> [Exercise goal]:
Can you render the lines below as a Markdown table with the columns No. and Line, covering only the span from the line with "bracelet in the photo above." through the line with "blue knit beanie in the photo above.", and leaving out blank lines?
— START OF Records shown —
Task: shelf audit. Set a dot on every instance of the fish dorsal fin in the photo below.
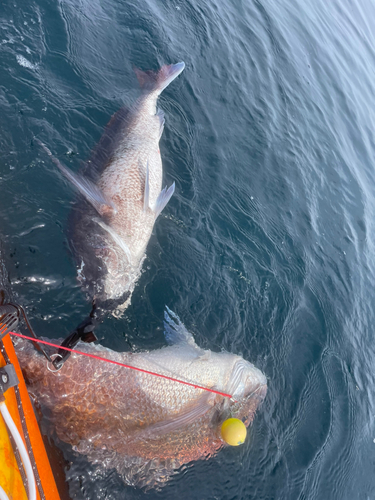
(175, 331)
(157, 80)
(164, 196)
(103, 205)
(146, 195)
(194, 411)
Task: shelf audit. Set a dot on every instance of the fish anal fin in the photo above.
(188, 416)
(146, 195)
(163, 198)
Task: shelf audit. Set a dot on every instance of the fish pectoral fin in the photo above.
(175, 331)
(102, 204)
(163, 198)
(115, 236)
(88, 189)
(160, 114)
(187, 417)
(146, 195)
— END OF Records shown —
— START OF Records shown —
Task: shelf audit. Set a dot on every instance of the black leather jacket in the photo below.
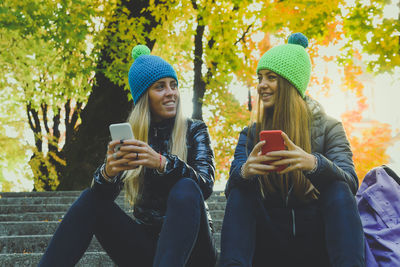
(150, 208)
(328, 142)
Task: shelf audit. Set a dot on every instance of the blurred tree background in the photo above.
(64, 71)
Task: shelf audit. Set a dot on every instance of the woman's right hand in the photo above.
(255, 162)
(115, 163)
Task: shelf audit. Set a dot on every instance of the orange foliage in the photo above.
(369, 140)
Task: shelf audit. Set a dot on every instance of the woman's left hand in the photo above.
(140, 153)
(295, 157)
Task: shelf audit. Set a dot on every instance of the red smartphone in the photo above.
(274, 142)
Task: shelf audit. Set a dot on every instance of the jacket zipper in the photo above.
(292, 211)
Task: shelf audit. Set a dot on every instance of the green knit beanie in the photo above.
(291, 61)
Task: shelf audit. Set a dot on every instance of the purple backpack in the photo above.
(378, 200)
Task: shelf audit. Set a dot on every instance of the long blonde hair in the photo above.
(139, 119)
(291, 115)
— END OF Records shown —
— START OF Records shown —
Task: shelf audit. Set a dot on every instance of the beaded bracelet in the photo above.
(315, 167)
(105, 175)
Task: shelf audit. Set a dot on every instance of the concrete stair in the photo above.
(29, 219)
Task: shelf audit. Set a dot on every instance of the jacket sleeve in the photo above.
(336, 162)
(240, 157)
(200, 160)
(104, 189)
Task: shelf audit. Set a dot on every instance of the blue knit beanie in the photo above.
— END OF Records shown —
> [Response to this exercise]:
| No. | Line |
|---|---|
| 1 | Task: shelf audit. Set a dot on every instance of the beaded bracelet in the photo above. |
| 2 | (315, 167) |
| 3 | (105, 175) |
| 4 | Task: shelf audit. Set a dot on every instance of the concrete stair in the photo above. |
| 5 | (29, 219) |
| 6 | Task: shelf audit. Set a dot on every instance of the jacket sleeve in the photo above. |
| 7 | (336, 162) |
| 8 | (240, 157) |
| 9 | (200, 160) |
| 10 | (104, 189) |
| 11 | Task: shelf audit. Set a dot on every instance of the blue knit beanie in the photo above. |